_Work instructions_: Your task is to repeat the entries underneath exactly, minus the pictures.

_Entries shown_:
-- Opening Marker --

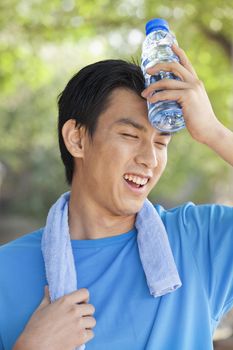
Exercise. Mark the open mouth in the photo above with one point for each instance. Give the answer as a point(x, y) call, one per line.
point(136, 181)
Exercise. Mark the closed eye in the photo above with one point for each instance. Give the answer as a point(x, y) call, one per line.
point(130, 135)
point(160, 144)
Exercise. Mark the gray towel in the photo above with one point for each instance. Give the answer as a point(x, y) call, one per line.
point(154, 249)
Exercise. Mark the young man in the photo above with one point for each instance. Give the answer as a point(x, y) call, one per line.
point(113, 157)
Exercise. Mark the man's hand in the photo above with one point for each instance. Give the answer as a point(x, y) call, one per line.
point(64, 324)
point(190, 93)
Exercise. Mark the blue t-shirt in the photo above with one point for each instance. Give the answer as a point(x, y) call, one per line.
point(128, 317)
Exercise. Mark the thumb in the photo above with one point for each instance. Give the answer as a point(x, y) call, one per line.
point(46, 299)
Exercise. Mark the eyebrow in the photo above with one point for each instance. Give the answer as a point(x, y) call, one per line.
point(128, 121)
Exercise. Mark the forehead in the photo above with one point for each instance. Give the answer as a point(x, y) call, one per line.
point(124, 103)
point(126, 108)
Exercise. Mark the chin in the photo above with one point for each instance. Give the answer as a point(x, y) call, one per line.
point(132, 207)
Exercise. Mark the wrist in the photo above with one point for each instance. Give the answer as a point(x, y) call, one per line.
point(21, 343)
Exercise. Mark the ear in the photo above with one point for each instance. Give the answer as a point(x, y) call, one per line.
point(73, 137)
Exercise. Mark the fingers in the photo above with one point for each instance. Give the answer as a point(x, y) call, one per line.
point(79, 296)
point(85, 309)
point(184, 59)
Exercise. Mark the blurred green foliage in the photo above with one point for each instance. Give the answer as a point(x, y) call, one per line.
point(43, 43)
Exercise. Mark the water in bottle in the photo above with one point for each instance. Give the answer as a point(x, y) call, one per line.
point(164, 115)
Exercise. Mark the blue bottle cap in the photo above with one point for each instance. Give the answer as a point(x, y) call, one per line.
point(155, 24)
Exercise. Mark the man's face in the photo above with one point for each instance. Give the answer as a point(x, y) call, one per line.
point(126, 157)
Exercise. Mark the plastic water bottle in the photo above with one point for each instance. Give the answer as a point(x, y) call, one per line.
point(164, 115)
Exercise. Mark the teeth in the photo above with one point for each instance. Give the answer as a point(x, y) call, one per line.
point(136, 179)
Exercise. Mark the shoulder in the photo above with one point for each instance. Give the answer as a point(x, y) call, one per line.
point(21, 246)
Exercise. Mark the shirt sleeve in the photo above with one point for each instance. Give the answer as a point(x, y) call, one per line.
point(1, 344)
point(209, 229)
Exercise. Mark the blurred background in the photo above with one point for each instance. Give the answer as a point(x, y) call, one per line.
point(43, 43)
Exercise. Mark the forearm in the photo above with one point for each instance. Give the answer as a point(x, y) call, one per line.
point(221, 141)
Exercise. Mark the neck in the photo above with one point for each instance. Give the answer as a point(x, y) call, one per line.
point(87, 220)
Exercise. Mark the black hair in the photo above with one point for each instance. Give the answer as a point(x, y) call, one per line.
point(87, 95)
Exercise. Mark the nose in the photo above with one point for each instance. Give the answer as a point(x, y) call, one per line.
point(147, 156)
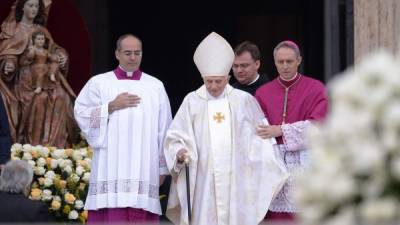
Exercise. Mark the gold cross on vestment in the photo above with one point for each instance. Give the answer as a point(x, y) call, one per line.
point(219, 117)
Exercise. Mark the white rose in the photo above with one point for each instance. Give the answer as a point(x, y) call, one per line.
point(57, 198)
point(41, 162)
point(73, 215)
point(75, 178)
point(50, 174)
point(48, 182)
point(27, 156)
point(26, 147)
point(379, 211)
point(16, 148)
point(79, 170)
point(86, 177)
point(79, 204)
point(76, 155)
point(32, 163)
point(395, 167)
point(53, 163)
point(68, 169)
point(39, 170)
point(63, 163)
point(44, 151)
point(46, 195)
point(83, 152)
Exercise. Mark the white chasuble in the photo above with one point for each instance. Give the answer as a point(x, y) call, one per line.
point(234, 173)
point(220, 136)
point(128, 155)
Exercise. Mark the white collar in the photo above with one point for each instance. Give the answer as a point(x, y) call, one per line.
point(128, 74)
point(203, 93)
point(258, 76)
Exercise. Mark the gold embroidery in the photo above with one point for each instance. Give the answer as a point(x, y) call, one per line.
point(219, 117)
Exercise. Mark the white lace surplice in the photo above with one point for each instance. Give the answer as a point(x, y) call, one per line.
point(128, 156)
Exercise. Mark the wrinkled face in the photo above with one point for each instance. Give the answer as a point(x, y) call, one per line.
point(31, 9)
point(216, 84)
point(39, 40)
point(245, 68)
point(130, 54)
point(287, 62)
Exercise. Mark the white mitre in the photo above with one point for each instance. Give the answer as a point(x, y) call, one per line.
point(214, 56)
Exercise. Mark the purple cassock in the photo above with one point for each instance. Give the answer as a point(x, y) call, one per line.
point(306, 100)
point(122, 75)
point(293, 105)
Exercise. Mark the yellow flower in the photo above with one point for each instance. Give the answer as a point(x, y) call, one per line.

-- Closing Marker --

_Response to this task_:
Exercise. Mark the open mouth in the photo above with one point for each instance. Give the answer as a point(x, y) call, one per line.
point(136, 181)
Exercise. Mark the closed eye in the photo above with one point for each instance. Give the answer as a point(x, y) call, one per line.
point(130, 135)
point(160, 144)
Exercise. Mark the gray towel in the photo above with one point for each instance. Give the answer as a point(x, y) call, one per line.
point(154, 249)
Exercise. Mark the young man in the photo above with one point for each instance. Give the answer as a point(x, y) call, one per line.
point(113, 157)
Exercise. Mark the man's hand in the photo above with one point for each instance. Give the answer as a point(x, y) call, one per line.
point(64, 324)
point(190, 93)
Exercise. Mark the blue t-shirt in the photo above with one point for each instance. Give the answer as a point(x, y) call, one per line.
point(128, 317)
Exercise. Mark the thumb in the photo above with one point for each instance. Give the answer as a point(x, y) call, one per line.
point(46, 299)
Exercise. Mark the eyebrow in the photo above with one point for each instance. Give the answer as a point(x, y) call, one per line.
point(128, 121)
Exercise. Mark the forehead in the photo above with one point for each instance. Give the answer as a point(x, y) call, one per line.
point(124, 103)
point(126, 108)
Exercise. Mark the chin in the photo above with one point for each instance. Give the answer as a point(x, y) call, one per line.
point(132, 207)
Exercise. Mark the wrist in the photo above with one point for each instance. Give the answer as a point(x, y) call, one per line.
point(21, 343)
Exercise. Mark the ear in the photo above with one point for each instance. Give the answer as a point(x, y) call, one per line.
point(73, 137)
Exercise. Mark the fingers in the photo above with one point for each instance. Give the answer as a point(x, y) call, one per line.
point(79, 296)
point(85, 309)
point(184, 59)
Exercise. Mark the blurred green foliage in the photo above with one point for each instance. Give the answer as a point(x, y) call, one per line.
point(43, 43)
Exercise. Mark the water in bottle in the photo above with one point for each instance. Give the answer as a point(x, y) call, one per line.
point(164, 115)
Exercise. Mark the blue bottle cap in the photo above with one point for each instance. Give the answer as a point(x, y) call, one per line.
point(155, 24)
Exercise. Mark the man's face in the photo above with one point for each instance. Give the answer as a point(x, y) call, one per line.
point(126, 157)
Exercise. Mark the plastic water bottle in the photo above with one point for each instance. Give the answer as a point(x, y) call, one per line.
point(164, 115)
Exercise. Mark the teeth in the photo above with one point for each instance. Give the answer as a point(x, y) call, one per line.
point(136, 179)
Exercise. Mark the shoulder in the photo above with one point for each instance. Give the answer as a point(x, y) call, one per line.
point(21, 246)
Exercise. Mark the shirt sleeve in the photo above with one point for each instance. Give the answer as a point(x, y) call, one per line.
point(1, 344)
point(209, 229)
Exercise. Mark the blurred background in the photo above with one point for each instance. Give the answer as a point(x, y) call, one per line.
point(43, 43)
Exercise. Mark the forearm in the photo above with one point for each instance. Give the answer as a point(x, y) call, one per line.
point(221, 141)
Exercise. Mark the neck in the photo above with one point for each instance. Give the answer as a point(x, y) call, one per line.
point(87, 220)
Exercise. Mark the black hair in the photo above with one point for each instance. Give the answer as a point(x, y) call, one per line.
point(87, 95)
Exercise. Mark the nose in the photo above with one point for each instance. Give the answer as a point(x, y) call, one per line.
point(147, 156)
Exercise. Mark the gold cross on vestment in the photo above with one point for each instance. Give the answer as a point(x, y) call, one per line.
point(219, 117)
Exercise. Mark the white rose in the photo above with one point for each instance. Give the answer as a point(x, y) call, one per line.
point(57, 198)
point(41, 162)
point(73, 215)
point(75, 178)
point(50, 174)
point(48, 182)
point(27, 156)
point(26, 147)
point(379, 211)
point(16, 148)
point(79, 170)
point(86, 177)
point(79, 204)
point(76, 155)
point(32, 163)
point(395, 167)
point(53, 163)
point(68, 169)
point(39, 170)
point(63, 163)
point(44, 151)
point(46, 195)
point(83, 152)
Exercise. Mark the white chasuble in the photo above with one point for each instance. Give the answer as a point(x, y) call, one per line.
point(234, 173)
point(220, 136)
point(128, 155)
Exercise. Mark the white collar in the photo above with one point for each instance. Give the answer as a point(x, y) call, one per line.
point(128, 74)
point(203, 93)
point(258, 76)
Exercise. Mark the gold embroidery in the photo above with one point for each instance. Give the answer as a point(x, y) call, one per line.
point(219, 117)
Exercise. Mark the white lace surplice in the photo above with one point for each instance. Give the answer as a point(x, y) call, one per line.
point(128, 156)
Exercise. Mark the wrinkled face in the photo above with one point for each instance. Give the answer as a point(x, y) call, one per line.
point(31, 9)
point(216, 84)
point(39, 40)
point(245, 68)
point(130, 54)
point(287, 62)
Exercise. Mark the white mitre in the photo above with one point for each instance. Give the answer as a point(x, y) call, one per line.
point(214, 56)
Exercise. Mark the purple cassock in the photo above with one point for each instance. Give the answer as a point(x, y) call, one per line.
point(306, 100)
point(122, 75)
point(293, 105)
Exercise. Mark the yellow flower in the photo above with one point for each instance. Give the answer as a point(x, y) call, one per line.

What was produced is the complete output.